▶
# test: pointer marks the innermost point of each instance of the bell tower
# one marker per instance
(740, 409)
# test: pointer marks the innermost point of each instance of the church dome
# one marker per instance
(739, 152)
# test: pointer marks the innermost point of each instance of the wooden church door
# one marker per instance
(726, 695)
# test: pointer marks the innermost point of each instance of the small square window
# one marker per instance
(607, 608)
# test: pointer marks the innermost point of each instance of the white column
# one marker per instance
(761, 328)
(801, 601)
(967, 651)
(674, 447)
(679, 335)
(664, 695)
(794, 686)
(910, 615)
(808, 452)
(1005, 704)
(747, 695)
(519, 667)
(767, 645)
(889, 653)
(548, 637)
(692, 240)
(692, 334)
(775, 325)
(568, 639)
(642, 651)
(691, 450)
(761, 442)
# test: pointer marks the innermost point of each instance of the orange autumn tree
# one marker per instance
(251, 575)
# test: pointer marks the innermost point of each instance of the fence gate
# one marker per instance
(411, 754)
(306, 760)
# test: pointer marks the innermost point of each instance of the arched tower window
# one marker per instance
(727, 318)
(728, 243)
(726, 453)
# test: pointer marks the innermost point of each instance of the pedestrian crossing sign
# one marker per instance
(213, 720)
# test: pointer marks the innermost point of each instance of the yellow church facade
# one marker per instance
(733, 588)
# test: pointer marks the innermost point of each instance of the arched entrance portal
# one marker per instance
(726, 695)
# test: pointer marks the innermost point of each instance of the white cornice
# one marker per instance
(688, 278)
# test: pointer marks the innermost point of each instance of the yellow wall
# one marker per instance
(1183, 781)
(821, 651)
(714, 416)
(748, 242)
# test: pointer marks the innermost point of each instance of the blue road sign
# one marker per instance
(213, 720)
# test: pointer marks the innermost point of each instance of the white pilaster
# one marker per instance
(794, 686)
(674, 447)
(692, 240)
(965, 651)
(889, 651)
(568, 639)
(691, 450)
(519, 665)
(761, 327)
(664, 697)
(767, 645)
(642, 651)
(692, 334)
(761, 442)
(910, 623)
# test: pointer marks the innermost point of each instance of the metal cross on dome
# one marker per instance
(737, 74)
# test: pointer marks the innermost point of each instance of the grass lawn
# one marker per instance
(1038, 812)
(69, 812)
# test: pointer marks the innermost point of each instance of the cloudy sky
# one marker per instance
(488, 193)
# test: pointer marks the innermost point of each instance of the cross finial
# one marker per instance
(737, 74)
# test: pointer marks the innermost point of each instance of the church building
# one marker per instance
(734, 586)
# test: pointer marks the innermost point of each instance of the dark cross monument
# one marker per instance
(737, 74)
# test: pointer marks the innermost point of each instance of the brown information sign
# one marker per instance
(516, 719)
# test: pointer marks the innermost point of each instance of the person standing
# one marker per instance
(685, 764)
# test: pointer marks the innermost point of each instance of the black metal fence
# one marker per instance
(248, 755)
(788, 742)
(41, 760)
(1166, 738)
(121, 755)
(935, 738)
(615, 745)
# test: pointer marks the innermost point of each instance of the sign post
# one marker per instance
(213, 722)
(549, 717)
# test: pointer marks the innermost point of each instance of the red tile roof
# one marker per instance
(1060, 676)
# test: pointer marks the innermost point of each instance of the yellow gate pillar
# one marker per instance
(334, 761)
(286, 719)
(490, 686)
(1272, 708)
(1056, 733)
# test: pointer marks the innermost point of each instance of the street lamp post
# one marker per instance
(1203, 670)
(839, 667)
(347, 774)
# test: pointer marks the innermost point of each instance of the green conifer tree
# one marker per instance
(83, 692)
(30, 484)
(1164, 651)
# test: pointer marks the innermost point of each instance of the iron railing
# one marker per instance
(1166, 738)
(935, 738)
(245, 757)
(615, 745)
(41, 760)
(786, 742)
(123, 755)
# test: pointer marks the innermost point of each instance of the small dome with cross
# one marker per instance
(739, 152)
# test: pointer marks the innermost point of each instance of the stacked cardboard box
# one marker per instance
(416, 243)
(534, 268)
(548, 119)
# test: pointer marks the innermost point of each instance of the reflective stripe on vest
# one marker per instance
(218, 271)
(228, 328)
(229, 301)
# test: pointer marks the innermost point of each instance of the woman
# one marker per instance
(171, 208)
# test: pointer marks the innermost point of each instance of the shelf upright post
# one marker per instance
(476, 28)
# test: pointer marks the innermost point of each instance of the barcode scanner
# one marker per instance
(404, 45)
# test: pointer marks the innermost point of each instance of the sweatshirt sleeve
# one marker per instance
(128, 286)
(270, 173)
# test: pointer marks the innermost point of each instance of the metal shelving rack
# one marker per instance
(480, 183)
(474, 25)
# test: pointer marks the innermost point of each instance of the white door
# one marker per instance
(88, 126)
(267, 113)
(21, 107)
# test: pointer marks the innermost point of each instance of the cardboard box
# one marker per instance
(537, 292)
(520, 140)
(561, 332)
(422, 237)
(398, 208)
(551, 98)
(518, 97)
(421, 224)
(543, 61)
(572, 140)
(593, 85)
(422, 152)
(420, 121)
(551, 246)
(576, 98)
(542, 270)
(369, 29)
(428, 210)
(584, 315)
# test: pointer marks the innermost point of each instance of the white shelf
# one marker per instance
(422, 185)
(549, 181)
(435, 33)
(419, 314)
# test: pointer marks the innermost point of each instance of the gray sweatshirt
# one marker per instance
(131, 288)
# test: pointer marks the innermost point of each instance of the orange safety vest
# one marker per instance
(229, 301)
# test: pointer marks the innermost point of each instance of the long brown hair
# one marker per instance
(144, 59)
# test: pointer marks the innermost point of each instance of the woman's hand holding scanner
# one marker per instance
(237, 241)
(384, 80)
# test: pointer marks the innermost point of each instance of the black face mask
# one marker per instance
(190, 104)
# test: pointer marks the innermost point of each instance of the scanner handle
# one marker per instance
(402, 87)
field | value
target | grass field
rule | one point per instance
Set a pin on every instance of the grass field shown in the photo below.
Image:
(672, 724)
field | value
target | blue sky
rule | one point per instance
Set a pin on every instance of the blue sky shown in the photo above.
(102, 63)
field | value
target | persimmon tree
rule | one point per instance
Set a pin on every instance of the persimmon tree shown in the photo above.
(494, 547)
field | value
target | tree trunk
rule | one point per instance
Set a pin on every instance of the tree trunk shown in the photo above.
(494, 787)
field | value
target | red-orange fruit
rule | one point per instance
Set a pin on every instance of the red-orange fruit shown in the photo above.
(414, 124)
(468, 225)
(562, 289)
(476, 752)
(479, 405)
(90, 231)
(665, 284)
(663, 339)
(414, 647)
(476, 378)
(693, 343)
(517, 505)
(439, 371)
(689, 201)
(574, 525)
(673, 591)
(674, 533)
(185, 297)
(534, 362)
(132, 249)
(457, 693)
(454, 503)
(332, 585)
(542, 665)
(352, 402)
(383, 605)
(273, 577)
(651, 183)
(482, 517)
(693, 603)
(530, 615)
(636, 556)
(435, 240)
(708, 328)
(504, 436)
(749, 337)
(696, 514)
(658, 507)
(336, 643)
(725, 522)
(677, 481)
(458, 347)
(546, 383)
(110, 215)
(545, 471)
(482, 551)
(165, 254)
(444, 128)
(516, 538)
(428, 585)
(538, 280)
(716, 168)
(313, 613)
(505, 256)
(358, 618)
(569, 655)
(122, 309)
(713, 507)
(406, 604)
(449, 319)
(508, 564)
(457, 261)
◀
PROBLEM STATEMENT
Please convert all the rows above into a JSON list of strings, one string per line, skipping any blank lines.

REPLY
[
  "# test: pointer marks the innermost point of each instance of the bell tower",
  "# one marker per instance",
  "(740, 409)",
  "# test: pointer marks the innermost point of each instance of the church dome",
  "# one marker per instance",
  "(739, 152)",
  "# test: pointer marks the innermost point of each instance of the wooden church door",
  "# one marker per instance",
  "(726, 695)",
  "# test: pointer marks the innermost point of each instance of the small square window",
  "# one marker per instance",
  "(607, 608)",
  "# test: pointer marks the innermost point of each instance of the white column",
  "# one marker per instance",
  "(761, 328)",
  "(801, 601)",
  "(967, 651)",
  "(674, 447)",
  "(679, 335)",
  "(664, 695)",
  "(794, 686)",
  "(910, 615)",
  "(808, 452)",
  "(1005, 704)",
  "(747, 695)",
  "(519, 667)",
  "(767, 645)",
  "(889, 653)",
  "(548, 637)",
  "(692, 240)",
  "(692, 334)",
  "(775, 325)",
  "(568, 639)",
  "(642, 651)",
  "(691, 450)",
  "(761, 442)",
  "# test: pointer marks the innermost point of each instance of the orange autumn tree",
  "# one marker per instance",
  "(251, 575)",
  "# test: pointer marks the innermost point of each instance of the fence gate",
  "# one marker per instance",
  "(411, 754)",
  "(306, 760)",
  "# test: pointer marks the innermost point of each instance of the arched tower window",
  "# one marker per instance",
  "(727, 318)",
  "(728, 243)",
  "(726, 453)",
  "# test: pointer marks the innermost point of each instance of the pedestrian crossing sign",
  "# one marker per instance",
  "(213, 720)",
  "# test: pointer marks the innermost point of each instance of the yellow church facade",
  "# one marker per instance",
  "(733, 588)",
  "# test: pointer marks the innermost point of each instance of the arched entrance portal",
  "# one marker per instance",
  "(726, 695)",
  "# test: pointer marks the innermost point of each instance of the white cornice",
  "# one marker per instance",
  "(688, 278)",
  "# test: pointer marks the innermost point of each instance of the yellow wall",
  "# one marker per instance",
  "(1183, 781)",
  "(821, 651)",
  "(714, 416)",
  "(748, 242)",
  "# test: pointer marks the innermost point of each instance of the blue road sign",
  "# one marker per instance",
  "(213, 720)",
  "# test: pointer marks the innermost point of each instance of the white pilaster",
  "# one marker per instance",
  "(794, 686)",
  "(674, 447)",
  "(692, 240)",
  "(965, 651)",
  "(889, 651)",
  "(568, 639)",
  "(691, 450)",
  "(519, 665)",
  "(761, 327)",
  "(664, 697)",
  "(767, 645)",
  "(642, 651)",
  "(692, 334)",
  "(761, 442)",
  "(910, 623)",
  "# test: pointer marks the innermost point of each instance of the metal cross on dome",
  "# one marker per instance",
  "(737, 74)",
  "# test: pointer marks the innermost point of each instance of the grass lawn",
  "# one marker per instance",
  "(1038, 812)",
  "(69, 812)",
  "# test: pointer marks the innermost point of each instance of the cloudy sky",
  "# one marker per instance",
  "(488, 193)",
  "# test: pointer marks the innermost point of each instance of the cross finial",
  "# one marker per instance",
  "(737, 74)",
  "# test: pointer marks the innermost point of each instance of the church building",
  "# one marker per instance",
  "(734, 586)",
  "# test: pointer marks the innermost point of each instance of the dark cross monument",
  "# one marker per instance",
  "(737, 74)",
  "# test: pointer marks the innermost point of each instance of the brown information sign",
  "# one marker per instance",
  "(516, 719)",
  "# test: pointer marks the innermost point of each instance of the person standing",
  "# one marker per instance",
  "(685, 764)",
  "# test: pointer marks the innermost point of each instance of the black metal fence",
  "# one marker per instance",
  "(248, 755)",
  "(788, 742)",
  "(41, 760)",
  "(1166, 738)",
  "(121, 755)",
  "(935, 738)",
  "(615, 745)",
  "# test: pointer marks the innermost point of each instance of the sign post",
  "# one marker per instance",
  "(213, 722)",
  "(549, 717)",
  "# test: pointer marks the innermost point of each instance of the red tile roof",
  "# one marker per instance",
  "(1060, 676)",
  "# test: pointer marks the innermost point of each instance of the yellow gate pillar",
  "# one marker per instance",
  "(334, 761)",
  "(286, 719)",
  "(490, 686)",
  "(1272, 708)",
  "(1056, 733)",
  "# test: pointer marks the innermost point of each instance of the street lamp post",
  "# one marker per instance",
  "(1203, 670)",
  "(839, 667)",
  "(347, 774)",
  "# test: pointer marks the innermost point of each instance of the green conifer tree",
  "# one marker per instance",
  "(83, 692)",
  "(30, 484)",
  "(1164, 651)",
  "# test: pointer marks the innermost point of each instance of the iron railing",
  "# one marker per instance",
  "(1166, 738)",
  "(935, 738)",
  "(245, 757)",
  "(615, 745)",
  "(41, 760)",
  "(786, 742)",
  "(123, 755)",
  "# test: pointer marks the innermost point of each instance of the small dome with cross",
  "# one marker per instance",
  "(739, 152)",
  "# test: pointer marks the innermost point of each instance of the stacked cardboard box",
  "# one marker per instance",
  "(416, 243)",
  "(534, 268)",
  "(548, 119)",
  "# test: pointer marks the innermost point of each instance of the reflective stripe on vest",
  "# one marker per instance",
  "(218, 271)",
  "(228, 328)",
  "(229, 301)",
  "# test: pointer marks the innermost point of each instance of the woman",
  "# one marker per instance",
  "(171, 208)",
  "# test: pointer marks the innermost point of each instance of the shelf upright post",
  "# one marker per instance",
  "(476, 28)",
  "# test: pointer marks the innermost point of each instance of the barcode scanner",
  "# one marker per instance",
  "(404, 45)",
  "# test: pointer marks the innermost point of each instance of the sweatshirt sleeve",
  "# one marker per instance",
  "(128, 286)",
  "(270, 173)",
  "# test: pointer marks the innermost point of each instance of the metal shelving rack",
  "# one marker per instance",
  "(480, 183)",
  "(474, 25)",
  "# test: pointer marks the innermost point of each instance of the white door",
  "# one marker per instance",
  "(88, 126)",
  "(267, 113)",
  "(21, 107)",
  "# test: pointer marks the innermost point of each instance of the cardboard box",
  "# one marker per instance",
  "(537, 292)",
  "(520, 140)",
  "(561, 332)",
  "(422, 237)",
  "(398, 208)",
  "(551, 98)",
  "(518, 97)",
  "(421, 224)",
  "(543, 61)",
  "(572, 140)",
  "(593, 85)",
  "(422, 152)",
  "(420, 121)",
  "(551, 246)",
  "(576, 98)",
  "(542, 270)",
  "(369, 29)",
  "(428, 210)",
  "(584, 315)",
  "# test: pointer marks the innermost point of each instance of the white shelf",
  "# one marker per instance",
  "(422, 185)",
  "(549, 181)",
  "(435, 33)",
  "(419, 314)",
  "# test: pointer marks the innermost point of each instance of the gray sweatshirt",
  "# one marker per instance",
  "(131, 288)",
  "# test: pointer marks the innermost point of each instance of the orange safety vest",
  "# one marker per instance",
  "(229, 301)",
  "# test: pointer marks the innermost point of each instance of the long brown hair",
  "# one marker per instance",
  "(144, 59)",
  "# test: pointer marks the innermost point of each instance of the woman's hand holding scanner",
  "# one marker per instance",
  "(237, 241)",
  "(384, 80)",
  "# test: pointer marks the innermost point of each instance of the black face mask",
  "# one marker per instance",
  "(190, 104)",
  "# test: pointer marks the innermost point of each instance of the scanner handle",
  "# one marker per instance",
  "(402, 87)",
  "field | value",
  "target | grass field",
  "rule | one point per instance",
  "Set a pin on every instance of the grass field shown in the photo below.",
  "Image:",
  "(672, 724)",
  "field | value",
  "target | blue sky",
  "rule | one point per instance",
  "Set a pin on every instance of the blue sky shown in the photo above.",
  "(102, 63)",
  "field | value",
  "target | persimmon tree",
  "rule | one point per instance",
  "Set a pin on every instance of the persimmon tree shown in the photo above.",
  "(494, 547)",
  "field | value",
  "target | tree trunk",
  "rule | one point per instance",
  "Set a pin on every instance of the tree trunk shown in the photo above.",
  "(494, 787)",
  "field | value",
  "target | red-orange fruit",
  "rule | one point per instance",
  "Set a pin on every instance of the red-orange fruit shown in the photo above.",
  "(414, 124)",
  "(468, 225)",
  "(562, 289)",
  "(476, 752)",
  "(479, 405)",
  "(90, 231)",
  "(665, 284)",
  "(663, 339)",
  "(414, 647)",
  "(476, 378)",
  "(693, 343)",
  "(517, 505)",
  "(439, 371)",
  "(689, 201)",
  "(574, 525)",
  "(673, 591)",
  "(674, 533)",
  "(185, 297)",
  "(534, 362)",
  "(132, 249)",
  "(457, 693)",
  "(454, 503)",
  "(332, 585)",
  "(542, 665)",
  "(352, 402)",
  "(383, 605)",
  "(273, 577)",
  "(651, 183)",
  "(482, 517)",
  "(693, 603)",
  "(530, 615)",
  "(636, 556)",
  "(435, 240)",
  "(708, 328)",
  "(504, 436)",
  "(749, 337)",
  "(696, 514)",
  "(658, 507)",
  "(336, 643)",
  "(725, 522)",
  "(677, 481)",
  "(458, 347)",
  "(546, 383)",
  "(110, 215)",
  "(545, 471)",
  "(482, 551)",
  "(165, 254)",
  "(444, 128)",
  "(516, 538)",
  "(428, 585)",
  "(538, 280)",
  "(716, 168)",
  "(313, 613)",
  "(505, 256)",
  "(358, 618)",
  "(569, 655)",
  "(122, 309)",
  "(713, 507)",
  "(406, 604)",
  "(449, 319)",
  "(508, 564)",
  "(457, 261)"
]